_Goal_: Rewrite every line of the entries below as a JSON list of strings, one string per line, skipping blank lines. Leave the pictures out of your answer.

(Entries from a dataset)
* * * * *

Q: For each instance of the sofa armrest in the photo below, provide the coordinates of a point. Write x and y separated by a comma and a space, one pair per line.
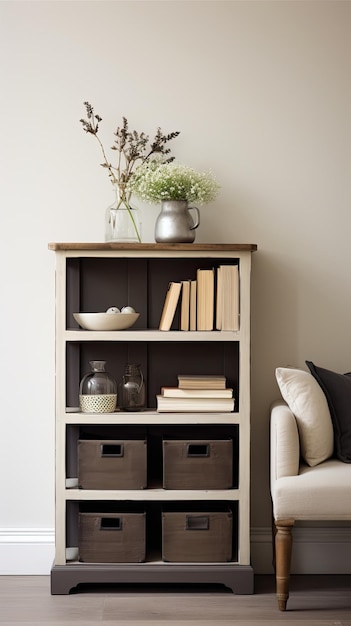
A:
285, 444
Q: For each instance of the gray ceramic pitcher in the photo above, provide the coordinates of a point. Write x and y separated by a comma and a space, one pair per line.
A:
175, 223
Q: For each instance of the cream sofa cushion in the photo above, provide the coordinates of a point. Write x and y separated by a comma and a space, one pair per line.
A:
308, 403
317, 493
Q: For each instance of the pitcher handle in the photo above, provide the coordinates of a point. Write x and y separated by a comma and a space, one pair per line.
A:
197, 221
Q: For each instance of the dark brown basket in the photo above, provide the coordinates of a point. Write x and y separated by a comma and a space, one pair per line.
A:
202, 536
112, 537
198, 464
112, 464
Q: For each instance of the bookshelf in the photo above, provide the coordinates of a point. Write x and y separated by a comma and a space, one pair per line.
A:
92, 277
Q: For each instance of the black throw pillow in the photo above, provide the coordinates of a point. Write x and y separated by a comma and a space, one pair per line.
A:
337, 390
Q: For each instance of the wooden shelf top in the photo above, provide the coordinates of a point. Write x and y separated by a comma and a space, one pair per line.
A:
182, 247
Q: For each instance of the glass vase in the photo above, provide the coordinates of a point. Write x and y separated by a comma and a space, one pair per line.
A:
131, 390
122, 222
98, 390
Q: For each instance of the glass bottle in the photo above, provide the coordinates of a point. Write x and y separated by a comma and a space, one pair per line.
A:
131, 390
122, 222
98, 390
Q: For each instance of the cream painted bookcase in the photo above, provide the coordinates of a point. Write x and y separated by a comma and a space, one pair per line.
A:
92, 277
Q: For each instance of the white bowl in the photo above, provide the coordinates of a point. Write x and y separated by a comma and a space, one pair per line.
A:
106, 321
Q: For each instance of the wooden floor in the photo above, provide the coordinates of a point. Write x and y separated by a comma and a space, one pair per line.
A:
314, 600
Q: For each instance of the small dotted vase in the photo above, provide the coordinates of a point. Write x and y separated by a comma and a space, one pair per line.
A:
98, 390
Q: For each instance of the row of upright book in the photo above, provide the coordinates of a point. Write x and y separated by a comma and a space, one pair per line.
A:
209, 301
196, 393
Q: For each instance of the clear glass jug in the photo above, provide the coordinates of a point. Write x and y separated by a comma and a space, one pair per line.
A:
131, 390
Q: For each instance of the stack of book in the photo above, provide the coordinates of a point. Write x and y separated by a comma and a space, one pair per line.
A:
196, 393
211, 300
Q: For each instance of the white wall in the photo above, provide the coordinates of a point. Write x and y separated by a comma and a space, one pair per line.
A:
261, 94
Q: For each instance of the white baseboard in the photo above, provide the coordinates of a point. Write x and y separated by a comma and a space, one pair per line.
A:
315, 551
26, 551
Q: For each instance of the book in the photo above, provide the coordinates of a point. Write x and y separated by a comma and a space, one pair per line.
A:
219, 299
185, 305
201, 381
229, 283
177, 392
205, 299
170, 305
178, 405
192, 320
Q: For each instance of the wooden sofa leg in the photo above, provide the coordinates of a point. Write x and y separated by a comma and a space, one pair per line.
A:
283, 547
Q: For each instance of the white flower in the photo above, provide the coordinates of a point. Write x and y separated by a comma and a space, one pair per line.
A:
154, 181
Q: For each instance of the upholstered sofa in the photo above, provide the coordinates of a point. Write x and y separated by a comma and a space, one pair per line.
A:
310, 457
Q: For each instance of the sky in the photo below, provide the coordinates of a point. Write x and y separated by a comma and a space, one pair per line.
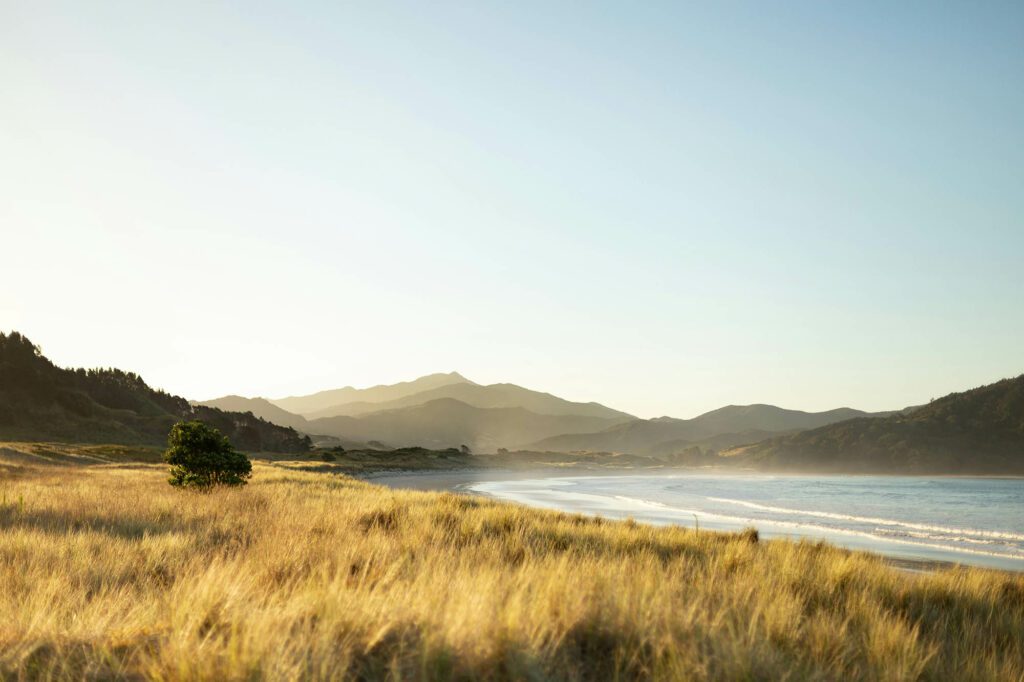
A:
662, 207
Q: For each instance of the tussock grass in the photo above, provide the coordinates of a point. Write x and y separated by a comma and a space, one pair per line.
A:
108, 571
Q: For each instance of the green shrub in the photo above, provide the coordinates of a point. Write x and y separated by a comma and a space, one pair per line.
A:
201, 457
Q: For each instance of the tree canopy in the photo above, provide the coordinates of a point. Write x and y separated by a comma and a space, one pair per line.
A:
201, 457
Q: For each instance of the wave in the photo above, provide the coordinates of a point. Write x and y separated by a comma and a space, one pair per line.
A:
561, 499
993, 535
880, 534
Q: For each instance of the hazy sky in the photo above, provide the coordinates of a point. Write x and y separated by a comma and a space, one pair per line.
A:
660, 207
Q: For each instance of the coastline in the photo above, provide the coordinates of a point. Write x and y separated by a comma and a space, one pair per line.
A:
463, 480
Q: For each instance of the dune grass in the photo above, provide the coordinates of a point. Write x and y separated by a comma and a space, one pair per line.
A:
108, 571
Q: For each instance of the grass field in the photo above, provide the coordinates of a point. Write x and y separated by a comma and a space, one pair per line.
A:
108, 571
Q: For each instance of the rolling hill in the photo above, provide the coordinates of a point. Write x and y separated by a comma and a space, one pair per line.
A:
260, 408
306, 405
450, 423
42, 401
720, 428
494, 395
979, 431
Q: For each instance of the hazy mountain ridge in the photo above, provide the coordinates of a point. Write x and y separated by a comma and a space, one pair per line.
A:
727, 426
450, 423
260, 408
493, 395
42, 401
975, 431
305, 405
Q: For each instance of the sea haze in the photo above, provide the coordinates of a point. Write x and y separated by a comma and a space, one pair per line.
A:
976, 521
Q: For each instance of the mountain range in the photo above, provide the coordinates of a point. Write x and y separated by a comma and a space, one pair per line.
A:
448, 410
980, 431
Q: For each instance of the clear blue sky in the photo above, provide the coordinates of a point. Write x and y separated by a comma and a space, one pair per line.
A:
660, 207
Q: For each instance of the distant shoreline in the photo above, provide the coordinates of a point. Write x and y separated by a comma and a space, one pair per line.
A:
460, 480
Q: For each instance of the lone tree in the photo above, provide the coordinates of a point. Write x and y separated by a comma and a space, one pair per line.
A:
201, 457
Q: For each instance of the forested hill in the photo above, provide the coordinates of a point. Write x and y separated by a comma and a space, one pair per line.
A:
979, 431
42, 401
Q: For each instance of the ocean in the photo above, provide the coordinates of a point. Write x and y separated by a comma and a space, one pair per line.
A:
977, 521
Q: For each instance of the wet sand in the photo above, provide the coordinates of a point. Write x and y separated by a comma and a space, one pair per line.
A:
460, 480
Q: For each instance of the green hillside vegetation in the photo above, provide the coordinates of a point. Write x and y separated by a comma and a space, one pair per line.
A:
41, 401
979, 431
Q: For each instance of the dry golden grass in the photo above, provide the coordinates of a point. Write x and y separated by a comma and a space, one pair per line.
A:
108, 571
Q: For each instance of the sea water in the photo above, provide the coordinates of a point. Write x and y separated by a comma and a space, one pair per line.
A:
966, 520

* * * * *

_Task response_:
[
  "Q: For each instance of the sofa armrest in the photo below, provide the coordinates of a point. Write x and y separated by a comma and a space, one pair per line.",
  "A:",
  "285, 444",
  "Q: For each instance of the gray ceramic pitcher in the photo above, provide the coordinates of a point. Write x and y separated by a comma and a space, one pair per line.",
  "A:",
  "175, 223",
  "Q: For each instance of the cream sofa cushion in the photo above, provide the coordinates of a point. Write x and y separated by a comma and a space, one pair per line.",
  "A:",
  "308, 403",
  "317, 493",
  "Q: For each instance of the pitcher handle in the photo above, provide the coordinates of a point. Write x and y separated by a comma and a space, one pair per line.",
  "A:",
  "197, 221",
  "Q: For each instance of the dark brown basket in the photo above, provide the coordinates of a point. Write x and y separated by a comma and a space, one pair per line.",
  "A:",
  "202, 536",
  "112, 537",
  "198, 464",
  "112, 464",
  "Q: For each instance of the bookshelf in the photo above, provide the coordinates of a point. Write x and y separated by a comma and a space, one pair per line.",
  "A:",
  "92, 277",
  "Q: For each instance of the black throw pillow in the photo above, provide the coordinates of a point. Write x and y separated by a comma and a space, one pair per line.",
  "A:",
  "337, 390",
  "Q: For each instance of the wooden shelf top in the photo above, provide the coordinates of a point. Write x and y separated by a comma and a space, one pair per line.",
  "A:",
  "182, 247",
  "Q: For each instance of the glass vase in the photo above, provide the coordinates of a point. Write x and y separated by a comma and a space, one pair per line.",
  "A:",
  "131, 390",
  "122, 222",
  "98, 390",
  "Q: For each instance of the glass bottle in the photo above, provide the coordinates of a point. Write x and y separated by a comma and a space, one pair per line.",
  "A:",
  "131, 390",
  "122, 222",
  "98, 390",
  "Q: For each instance of the cream painted bookcase in the photo above, provide the coordinates of a point. Write x and y separated by a comma and a space, one pair per line.",
  "A:",
  "92, 277",
  "Q: For each instance of the white bowl in the photo above, provide the coordinates of a point. Write x and y separated by a comma and a space, one pair per line.",
  "A:",
  "106, 321",
  "Q: For each instance of the wooden floor in the photo above, provide the coordinates of a point. Write x and y separated by a comma and a space, one pair per line.",
  "A:",
  "314, 600",
  "Q: For each instance of the small dotted vase in the photo above, provide the coordinates of a point. Write x and y separated by a comma and a space, one pair per line.",
  "A:",
  "98, 390",
  "Q: For each instance of the row of upright book in the photo above, provide the coordinates of a point. Write x and y separated by a comma and a space, one pair per line.",
  "A:",
  "209, 301",
  "196, 393",
  "Q: For each instance of the clear glass jug in the photo above, provide the coordinates of a point. Write x and y separated by a comma and a space, one pair per line.",
  "A:",
  "131, 390",
  "Q: For each instance of the stack of book in the photo above, provide the coordinates of a point. Write x and y separated by a comma and a space, one pair per line.",
  "A:",
  "196, 393",
  "211, 300",
  "Q: For each instance of the white wall in the photo above, provide the coordinates of a point. Write x and y separated by a comma and a space, one pair per line.",
  "A:",
  "261, 94",
  "Q: For each instance of the white baseboard in the photo above, provide the coordinates of a point. Write x and y separated by a comma and a space, one pair per line.",
  "A:",
  "315, 551",
  "26, 551",
  "Q: For each instance of the book in the photo above, provide the coordinates of a point. Write x and y separated by a comma and a space, one pair per line.",
  "A:",
  "219, 299",
  "185, 305",
  "201, 381",
  "229, 283",
  "177, 392",
  "205, 299",
  "170, 305",
  "178, 405",
  "192, 320",
  "Q: For each instance of the wooden sofa leg in the photo above, provide the coordinates of a point. Write x and y separated by a comma and a space, one pair per line.",
  "A:",
  "283, 547",
  "Q: For each instance of the white flower in the photo above, provide the coordinates of a point. Write x and y separated by a comma and a space, one pair per line.",
  "A:",
  "154, 181",
  "Q: For each instance of the upholstered sofa in the photo above, provide the coordinates of a point. Write x and y separated by a comma and a space, one pair per line.",
  "A:",
  "310, 457",
  "Q: For each instance of the sky in the photo below, provide the coordinates of a point. Write x and y separated by a comma and a space, one pair per line.",
  "A:",
  "662, 207",
  "Q: For each instance of the tussock grass in the photo above, provide the coordinates of a point. Write x and y separated by a comma and a space, one pair per line.",
  "A:",
  "108, 571",
  "Q: For each instance of the green shrub in the photo above, provide the coordinates of a point. Write x and y separated by a comma and a space, one pair per line.",
  "A:",
  "201, 457",
  "Q: For each instance of the tree canopy in the photo above, provide the coordinates of a point. Write x and y separated by a comma and a space, one pair per line.",
  "A:",
  "201, 457",
  "Q: For each instance of the wave in the photo above, provide the coordinates of a point. Write x and y separated by a comma and a space, one pair per line.",
  "A:",
  "561, 499",
  "993, 535",
  "880, 534",
  "Q: For each instance of the hazy sky in the photo above, provide the coordinates of a point. Write x and y separated by a comma and a space, one pair per line.",
  "A:",
  "660, 207",
  "Q: For each instance of the coastline in the photo above, provide the coordinates of a point. Write x and y separated by a comma and a space, one pair per line.",
  "A:",
  "463, 480",
  "Q: For each instance of the dune grass in the photo above, provide the coordinates of a point. Write x and y separated by a comma and a space, one pair per line.",
  "A:",
  "108, 571",
  "Q: For each instance of the grass field in the photo above, provide the coordinates of a point. Write x and y separated by a comma and a space, one pair per line.",
  "A:",
  "108, 571",
  "Q: For each instance of the rolling hill in the photo above, provide the coordinates of a point. Write x and y separated by a comma and a space, one pair per line.",
  "A:",
  "260, 408",
  "306, 405",
  "450, 423",
  "42, 401",
  "720, 428",
  "494, 395",
  "979, 431",
  "Q: For each instance of the hazy mountain ridge in the photo above, provide the coordinates of a point. Write x and y separated by a comma and a space, one pair per line.",
  "A:",
  "727, 426",
  "450, 423",
  "260, 408",
  "493, 395",
  "42, 401",
  "975, 431",
  "305, 405",
  "Q: For each instance of the sea haze in the photo above, provide the coordinates of a point. Write x and y separated by a comma and a space, one pair per line.",
  "A:",
  "976, 521",
  "Q: For each instance of the mountain range in the photo above, provide the coordinates of a point. Write x and y separated by a comma and a space, one pair per line.",
  "A:",
  "448, 410",
  "980, 431",
  "Q: For each instance of the clear blue sky in the photo above, provide the coordinates of a point. Write x and y separated by a comma and a space, one pair per line.",
  "A:",
  "660, 207",
  "Q: For each instance of the distant shoreline in the photo above, provide the coordinates of a point. Write x and y separated by a comma and a space, one pair per line.",
  "A:",
  "460, 480",
  "Q: For each instance of the lone tree in the photo above, provide the coordinates of a point. Write x and y separated by a comma and a space, one pair per line.",
  "A:",
  "201, 457",
  "Q: For each instance of the forested hill in the photo above, provide the coordinates of a point. Write x and y separated by a comma and a space, one pair per line.",
  "A:",
  "979, 431",
  "42, 401",
  "Q: For each instance of the ocean in the photo above, provide the coordinates of a point. Write x and y separated by a comma and a space, one pair per line.",
  "A:",
  "977, 521",
  "Q: For each instance of the wet sand in the photo above, provide the coordinates of a point. Write x and y separated by a comma and a space, one pair per line.",
  "A:",
  "460, 480",
  "Q: For each instance of the green hillside vegetation in the photo above, provide the coordinates of a point. Write x and y separated by a comma and a space, one pair per line.",
  "A:",
  "41, 401",
  "979, 431",
  "Q: For each instance of the dry golden grass in the photo above, provide the coordinates of a point. Write x and y separated by a comma and a space, one pair per line.",
  "A:",
  "108, 571",
  "Q: For each instance of the sea water in the photo above, provide the coordinates of a point. Write x and y separated by a comma and a space, one pair per line.",
  "A:",
  "966, 520"
]